▶ _EXERCISE INSTRUCTIONS_:
Could you write out the lines below exactly, beginning with the first and finishing with the one that contains "Annotation task — mark the goalkeeper gloves"?
[DATA TO USE Boundary: Start]
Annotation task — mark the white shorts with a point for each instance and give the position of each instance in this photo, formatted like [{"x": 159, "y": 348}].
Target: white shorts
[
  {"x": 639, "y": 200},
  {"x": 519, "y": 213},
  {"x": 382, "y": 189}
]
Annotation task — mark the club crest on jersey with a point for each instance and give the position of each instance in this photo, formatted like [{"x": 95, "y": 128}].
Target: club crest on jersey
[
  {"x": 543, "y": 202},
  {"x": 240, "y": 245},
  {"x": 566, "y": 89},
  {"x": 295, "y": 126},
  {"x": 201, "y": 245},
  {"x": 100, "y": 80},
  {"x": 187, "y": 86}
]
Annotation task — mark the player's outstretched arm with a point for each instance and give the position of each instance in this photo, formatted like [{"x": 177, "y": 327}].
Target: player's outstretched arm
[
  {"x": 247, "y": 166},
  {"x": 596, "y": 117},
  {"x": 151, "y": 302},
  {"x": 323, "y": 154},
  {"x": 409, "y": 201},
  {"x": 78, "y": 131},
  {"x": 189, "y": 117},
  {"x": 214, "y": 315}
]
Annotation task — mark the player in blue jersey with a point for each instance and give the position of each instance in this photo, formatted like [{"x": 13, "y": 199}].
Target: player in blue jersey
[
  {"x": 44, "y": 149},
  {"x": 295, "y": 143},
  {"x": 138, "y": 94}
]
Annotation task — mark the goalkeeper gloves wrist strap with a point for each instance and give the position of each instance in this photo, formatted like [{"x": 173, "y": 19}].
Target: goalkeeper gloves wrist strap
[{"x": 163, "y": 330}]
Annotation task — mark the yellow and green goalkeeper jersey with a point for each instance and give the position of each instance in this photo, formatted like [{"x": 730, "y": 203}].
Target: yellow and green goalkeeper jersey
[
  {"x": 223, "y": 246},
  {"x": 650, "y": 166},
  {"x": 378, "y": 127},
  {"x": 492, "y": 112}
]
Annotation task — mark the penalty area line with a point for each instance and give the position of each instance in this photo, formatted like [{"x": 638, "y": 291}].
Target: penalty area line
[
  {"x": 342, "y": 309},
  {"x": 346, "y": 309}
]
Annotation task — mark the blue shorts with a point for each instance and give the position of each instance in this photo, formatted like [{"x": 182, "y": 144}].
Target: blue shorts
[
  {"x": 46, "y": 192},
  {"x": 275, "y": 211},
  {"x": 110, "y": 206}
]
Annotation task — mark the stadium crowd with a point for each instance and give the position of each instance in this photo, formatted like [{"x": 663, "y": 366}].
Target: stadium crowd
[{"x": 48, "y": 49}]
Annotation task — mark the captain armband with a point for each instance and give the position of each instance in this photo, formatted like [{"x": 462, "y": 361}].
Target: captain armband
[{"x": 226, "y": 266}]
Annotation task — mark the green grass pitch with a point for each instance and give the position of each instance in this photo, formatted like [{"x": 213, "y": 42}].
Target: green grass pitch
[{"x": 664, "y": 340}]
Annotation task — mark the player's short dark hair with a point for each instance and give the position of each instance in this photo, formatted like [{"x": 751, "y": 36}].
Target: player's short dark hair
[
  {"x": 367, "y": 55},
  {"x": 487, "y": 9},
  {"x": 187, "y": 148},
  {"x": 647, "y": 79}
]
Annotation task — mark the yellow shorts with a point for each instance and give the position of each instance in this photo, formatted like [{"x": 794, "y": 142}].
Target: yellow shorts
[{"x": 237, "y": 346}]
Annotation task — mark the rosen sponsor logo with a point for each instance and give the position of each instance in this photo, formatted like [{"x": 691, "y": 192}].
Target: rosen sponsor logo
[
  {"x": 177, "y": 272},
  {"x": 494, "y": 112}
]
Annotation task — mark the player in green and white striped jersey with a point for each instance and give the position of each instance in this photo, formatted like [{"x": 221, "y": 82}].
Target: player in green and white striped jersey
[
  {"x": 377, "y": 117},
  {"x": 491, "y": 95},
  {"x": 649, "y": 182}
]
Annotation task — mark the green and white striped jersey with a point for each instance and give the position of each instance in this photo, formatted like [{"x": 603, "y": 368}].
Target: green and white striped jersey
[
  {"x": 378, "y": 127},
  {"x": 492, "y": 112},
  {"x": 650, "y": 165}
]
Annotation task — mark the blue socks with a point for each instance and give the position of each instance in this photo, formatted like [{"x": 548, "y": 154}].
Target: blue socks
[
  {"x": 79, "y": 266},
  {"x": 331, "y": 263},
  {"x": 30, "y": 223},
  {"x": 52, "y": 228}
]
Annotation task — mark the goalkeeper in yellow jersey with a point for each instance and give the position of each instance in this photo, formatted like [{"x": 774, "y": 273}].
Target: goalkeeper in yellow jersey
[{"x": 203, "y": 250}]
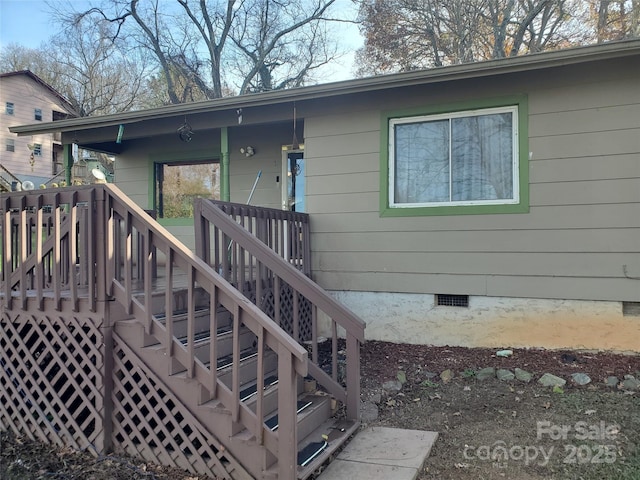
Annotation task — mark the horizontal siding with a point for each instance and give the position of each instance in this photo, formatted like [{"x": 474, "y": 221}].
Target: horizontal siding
[
  {"x": 543, "y": 218},
  {"x": 607, "y": 240},
  {"x": 588, "y": 120},
  {"x": 617, "y": 289},
  {"x": 613, "y": 142},
  {"x": 605, "y": 167},
  {"x": 26, "y": 95},
  {"x": 582, "y": 230},
  {"x": 571, "y": 264}
]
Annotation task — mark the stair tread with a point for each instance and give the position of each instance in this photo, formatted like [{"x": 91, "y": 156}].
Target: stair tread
[
  {"x": 250, "y": 391},
  {"x": 272, "y": 422},
  {"x": 336, "y": 433}
]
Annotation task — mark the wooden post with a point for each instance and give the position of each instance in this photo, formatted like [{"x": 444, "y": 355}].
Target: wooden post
[
  {"x": 225, "y": 192},
  {"x": 67, "y": 160}
]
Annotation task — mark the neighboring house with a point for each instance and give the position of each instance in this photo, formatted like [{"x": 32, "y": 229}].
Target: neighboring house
[
  {"x": 26, "y": 98},
  {"x": 492, "y": 204}
]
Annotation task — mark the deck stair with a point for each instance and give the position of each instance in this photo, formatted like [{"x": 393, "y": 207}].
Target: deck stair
[
  {"x": 177, "y": 365},
  {"x": 315, "y": 420}
]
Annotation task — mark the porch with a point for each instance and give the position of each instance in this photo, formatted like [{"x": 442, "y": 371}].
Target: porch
[{"x": 117, "y": 337}]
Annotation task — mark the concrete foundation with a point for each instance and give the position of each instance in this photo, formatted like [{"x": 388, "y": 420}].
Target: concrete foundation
[{"x": 496, "y": 322}]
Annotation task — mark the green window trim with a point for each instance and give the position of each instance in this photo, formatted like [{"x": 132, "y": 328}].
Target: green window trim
[
  {"x": 171, "y": 157},
  {"x": 522, "y": 206}
]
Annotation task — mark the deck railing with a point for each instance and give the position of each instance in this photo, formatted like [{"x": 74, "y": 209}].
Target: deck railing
[
  {"x": 279, "y": 287},
  {"x": 285, "y": 232},
  {"x": 51, "y": 236},
  {"x": 48, "y": 246}
]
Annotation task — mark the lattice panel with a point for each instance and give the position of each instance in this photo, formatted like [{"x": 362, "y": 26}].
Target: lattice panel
[
  {"x": 151, "y": 423},
  {"x": 267, "y": 305},
  {"x": 51, "y": 379}
]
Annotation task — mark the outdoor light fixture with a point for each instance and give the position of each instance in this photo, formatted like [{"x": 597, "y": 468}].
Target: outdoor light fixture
[
  {"x": 185, "y": 132},
  {"x": 248, "y": 151}
]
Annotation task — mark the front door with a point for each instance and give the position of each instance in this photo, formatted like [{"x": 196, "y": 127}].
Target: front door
[{"x": 293, "y": 170}]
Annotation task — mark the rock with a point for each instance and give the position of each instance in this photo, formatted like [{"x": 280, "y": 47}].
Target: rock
[
  {"x": 484, "y": 373},
  {"x": 611, "y": 381},
  {"x": 504, "y": 353},
  {"x": 630, "y": 383},
  {"x": 549, "y": 380},
  {"x": 368, "y": 412},
  {"x": 580, "y": 378},
  {"x": 523, "y": 375},
  {"x": 505, "y": 375},
  {"x": 392, "y": 386},
  {"x": 446, "y": 376}
]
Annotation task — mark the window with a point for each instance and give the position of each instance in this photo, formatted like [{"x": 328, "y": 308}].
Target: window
[
  {"x": 178, "y": 184},
  {"x": 463, "y": 161}
]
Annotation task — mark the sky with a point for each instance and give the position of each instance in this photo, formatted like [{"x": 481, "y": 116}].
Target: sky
[{"x": 28, "y": 23}]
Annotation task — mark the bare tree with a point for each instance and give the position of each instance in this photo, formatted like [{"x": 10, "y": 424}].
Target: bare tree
[
  {"x": 201, "y": 48},
  {"x": 82, "y": 63},
  {"x": 413, "y": 34}
]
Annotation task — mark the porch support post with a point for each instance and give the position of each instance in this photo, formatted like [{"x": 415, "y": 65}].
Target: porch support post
[
  {"x": 225, "y": 192},
  {"x": 67, "y": 161}
]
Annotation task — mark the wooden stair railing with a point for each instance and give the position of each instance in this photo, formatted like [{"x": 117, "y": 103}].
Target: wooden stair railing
[
  {"x": 127, "y": 223},
  {"x": 233, "y": 251}
]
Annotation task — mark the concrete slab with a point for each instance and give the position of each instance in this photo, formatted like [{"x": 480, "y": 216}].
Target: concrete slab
[{"x": 381, "y": 453}]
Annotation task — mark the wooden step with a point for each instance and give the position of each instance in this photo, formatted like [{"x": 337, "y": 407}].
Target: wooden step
[{"x": 224, "y": 337}]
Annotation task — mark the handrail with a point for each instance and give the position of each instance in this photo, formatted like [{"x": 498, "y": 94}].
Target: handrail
[
  {"x": 233, "y": 248},
  {"x": 292, "y": 359},
  {"x": 286, "y": 233},
  {"x": 123, "y": 270}
]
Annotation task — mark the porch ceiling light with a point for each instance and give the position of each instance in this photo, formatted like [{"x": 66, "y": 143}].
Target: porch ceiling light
[
  {"x": 185, "y": 132},
  {"x": 248, "y": 151}
]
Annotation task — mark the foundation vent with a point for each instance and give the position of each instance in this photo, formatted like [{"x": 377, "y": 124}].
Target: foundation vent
[
  {"x": 631, "y": 309},
  {"x": 447, "y": 300}
]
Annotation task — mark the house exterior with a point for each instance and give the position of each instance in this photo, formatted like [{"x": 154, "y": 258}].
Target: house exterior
[
  {"x": 494, "y": 204},
  {"x": 26, "y": 98}
]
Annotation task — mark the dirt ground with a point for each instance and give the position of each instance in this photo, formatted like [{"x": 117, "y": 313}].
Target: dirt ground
[{"x": 489, "y": 429}]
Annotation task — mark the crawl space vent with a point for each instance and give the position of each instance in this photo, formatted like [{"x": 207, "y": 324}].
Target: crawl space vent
[
  {"x": 631, "y": 309},
  {"x": 446, "y": 300}
]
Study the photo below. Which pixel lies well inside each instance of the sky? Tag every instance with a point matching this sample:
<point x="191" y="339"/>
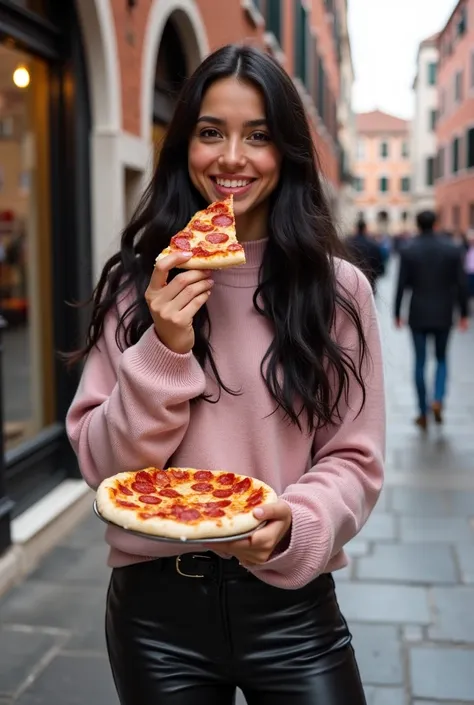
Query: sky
<point x="385" y="36"/>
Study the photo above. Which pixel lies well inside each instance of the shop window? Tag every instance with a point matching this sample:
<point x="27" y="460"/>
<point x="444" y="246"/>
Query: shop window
<point x="405" y="184"/>
<point x="430" y="171"/>
<point x="25" y="246"/>
<point x="384" y="150"/>
<point x="432" y="73"/>
<point x="470" y="148"/>
<point x="384" y="184"/>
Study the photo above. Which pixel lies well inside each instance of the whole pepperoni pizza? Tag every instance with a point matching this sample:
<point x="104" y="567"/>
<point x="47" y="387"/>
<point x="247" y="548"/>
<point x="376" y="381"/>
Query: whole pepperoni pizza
<point x="210" y="235"/>
<point x="183" y="503"/>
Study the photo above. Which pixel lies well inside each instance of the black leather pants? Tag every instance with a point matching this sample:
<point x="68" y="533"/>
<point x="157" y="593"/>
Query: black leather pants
<point x="179" y="640"/>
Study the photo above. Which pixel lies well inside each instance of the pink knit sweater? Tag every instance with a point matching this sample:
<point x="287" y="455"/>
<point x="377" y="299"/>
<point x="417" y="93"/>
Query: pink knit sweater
<point x="133" y="410"/>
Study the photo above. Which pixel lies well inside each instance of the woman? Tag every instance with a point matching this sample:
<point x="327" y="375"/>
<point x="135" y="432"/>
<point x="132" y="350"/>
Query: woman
<point x="272" y="369"/>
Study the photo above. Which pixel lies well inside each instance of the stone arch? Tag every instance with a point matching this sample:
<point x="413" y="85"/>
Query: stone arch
<point x="98" y="33"/>
<point x="190" y="26"/>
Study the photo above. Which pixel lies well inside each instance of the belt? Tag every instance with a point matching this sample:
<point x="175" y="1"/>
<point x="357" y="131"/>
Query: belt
<point x="205" y="566"/>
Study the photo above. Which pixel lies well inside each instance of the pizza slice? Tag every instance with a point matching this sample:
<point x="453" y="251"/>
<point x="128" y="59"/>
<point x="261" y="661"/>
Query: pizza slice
<point x="210" y="235"/>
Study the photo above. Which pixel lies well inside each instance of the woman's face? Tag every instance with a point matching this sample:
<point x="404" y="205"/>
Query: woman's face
<point x="231" y="151"/>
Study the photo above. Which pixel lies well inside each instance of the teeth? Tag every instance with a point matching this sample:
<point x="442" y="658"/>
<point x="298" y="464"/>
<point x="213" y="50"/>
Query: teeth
<point x="227" y="183"/>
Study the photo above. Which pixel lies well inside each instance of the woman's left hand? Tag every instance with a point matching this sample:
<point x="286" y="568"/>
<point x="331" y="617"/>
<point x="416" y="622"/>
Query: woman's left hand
<point x="258" y="548"/>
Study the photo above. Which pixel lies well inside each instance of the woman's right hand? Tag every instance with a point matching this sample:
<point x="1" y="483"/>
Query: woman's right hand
<point x="174" y="305"/>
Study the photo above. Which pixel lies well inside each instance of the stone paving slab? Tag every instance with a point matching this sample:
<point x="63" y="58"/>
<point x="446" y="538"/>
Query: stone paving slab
<point x="405" y="563"/>
<point x="440" y="673"/>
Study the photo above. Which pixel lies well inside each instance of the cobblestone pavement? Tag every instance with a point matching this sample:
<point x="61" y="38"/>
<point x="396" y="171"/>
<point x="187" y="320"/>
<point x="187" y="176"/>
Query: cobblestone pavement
<point x="408" y="593"/>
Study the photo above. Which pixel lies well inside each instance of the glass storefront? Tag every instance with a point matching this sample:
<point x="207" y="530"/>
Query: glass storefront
<point x="25" y="245"/>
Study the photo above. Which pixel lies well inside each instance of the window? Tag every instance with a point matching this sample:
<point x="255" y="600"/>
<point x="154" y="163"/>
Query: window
<point x="455" y="155"/>
<point x="273" y="18"/>
<point x="384" y="184"/>
<point x="458" y="85"/>
<point x="430" y="171"/>
<point x="432" y="71"/>
<point x="456" y="217"/>
<point x="405" y="184"/>
<point x="301" y="38"/>
<point x="440" y="163"/>
<point x="470" y="148"/>
<point x="359" y="184"/>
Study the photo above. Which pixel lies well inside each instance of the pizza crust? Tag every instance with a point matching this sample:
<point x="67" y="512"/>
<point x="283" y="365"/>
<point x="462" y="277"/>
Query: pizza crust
<point x="221" y="260"/>
<point x="128" y="518"/>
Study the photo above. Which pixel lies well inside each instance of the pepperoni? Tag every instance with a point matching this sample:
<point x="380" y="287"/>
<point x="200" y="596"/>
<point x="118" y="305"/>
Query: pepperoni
<point x="184" y="514"/>
<point x="150" y="499"/>
<point x="125" y="490"/>
<point x="242" y="486"/>
<point x="203" y="475"/>
<point x="181" y="243"/>
<point x="255" y="498"/>
<point x="202" y="487"/>
<point x="151" y="515"/>
<point x="168" y="492"/>
<point x="217" y="238"/>
<point x="201" y="226"/>
<point x="201" y="252"/>
<point x="222" y="220"/>
<point x="143" y="487"/>
<point x="214" y="512"/>
<point x="180" y="474"/>
<point x="214" y="505"/>
<point x="226" y="478"/>
<point x="162" y="479"/>
<point x="222" y="493"/>
<point x="144" y="476"/>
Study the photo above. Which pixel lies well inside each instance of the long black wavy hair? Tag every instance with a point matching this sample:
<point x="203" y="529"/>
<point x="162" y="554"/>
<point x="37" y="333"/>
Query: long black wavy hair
<point x="297" y="292"/>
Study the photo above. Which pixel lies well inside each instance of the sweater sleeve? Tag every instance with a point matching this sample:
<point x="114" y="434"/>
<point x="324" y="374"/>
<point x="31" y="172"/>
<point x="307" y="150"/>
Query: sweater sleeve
<point x="129" y="404"/>
<point x="332" y="501"/>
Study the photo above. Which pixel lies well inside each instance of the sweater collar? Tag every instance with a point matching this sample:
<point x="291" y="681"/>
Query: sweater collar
<point x="246" y="275"/>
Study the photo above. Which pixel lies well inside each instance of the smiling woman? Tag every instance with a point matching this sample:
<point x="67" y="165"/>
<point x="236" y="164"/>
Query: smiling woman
<point x="231" y="151"/>
<point x="271" y="369"/>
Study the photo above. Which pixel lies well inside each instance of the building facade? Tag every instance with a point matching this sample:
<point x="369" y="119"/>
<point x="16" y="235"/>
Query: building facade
<point x="423" y="128"/>
<point x="347" y="129"/>
<point x="383" y="172"/>
<point x="455" y="126"/>
<point x="87" y="88"/>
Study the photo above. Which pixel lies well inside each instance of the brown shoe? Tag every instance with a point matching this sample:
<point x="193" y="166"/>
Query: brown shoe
<point x="437" y="409"/>
<point x="422" y="422"/>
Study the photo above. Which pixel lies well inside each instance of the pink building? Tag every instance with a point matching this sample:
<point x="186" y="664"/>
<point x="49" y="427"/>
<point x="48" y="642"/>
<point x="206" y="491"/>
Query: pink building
<point x="455" y="128"/>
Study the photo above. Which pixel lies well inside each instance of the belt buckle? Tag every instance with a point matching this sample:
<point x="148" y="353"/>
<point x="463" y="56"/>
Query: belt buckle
<point x="190" y="575"/>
[DATA TO USE Boundary: End]
▶ _EXERCISE RESULT_:
Annotation task — mark the white shorts with a point for each instance and give the position of each instance in this photo, formatted like [{"x": 159, "y": 348}].
Target: white shorts
[
  {"x": 639, "y": 200},
  {"x": 519, "y": 213},
  {"x": 382, "y": 189}
]
Annotation task — mark the club crest on jersey with a point for each instance and give the position of each instance in this photo, formatted like [{"x": 95, "y": 128}].
Target: club crest on jersey
[
  {"x": 543, "y": 202},
  {"x": 240, "y": 245},
  {"x": 566, "y": 89},
  {"x": 295, "y": 126},
  {"x": 201, "y": 245},
  {"x": 100, "y": 80},
  {"x": 187, "y": 86}
]
Annotation task — mark the player's outstretched arm with a point for each instance and give the position of each instance in this photo, formatted like [{"x": 177, "y": 327}].
Target: player's outstretched arm
[
  {"x": 247, "y": 166},
  {"x": 596, "y": 117},
  {"x": 151, "y": 302},
  {"x": 323, "y": 154},
  {"x": 409, "y": 201},
  {"x": 78, "y": 131},
  {"x": 189, "y": 117},
  {"x": 214, "y": 315}
]
Annotation task — mark the player in blue jersey with a point for each instance and give the position of each instance in this photo, formatted like [{"x": 13, "y": 199}].
Target: player in blue jersey
[
  {"x": 44, "y": 149},
  {"x": 295, "y": 143},
  {"x": 138, "y": 94}
]
Annotation task — mark the goalkeeper gloves wrist strap with a point for each instance and give the position of each instance in this photo, formatted like [{"x": 173, "y": 19}].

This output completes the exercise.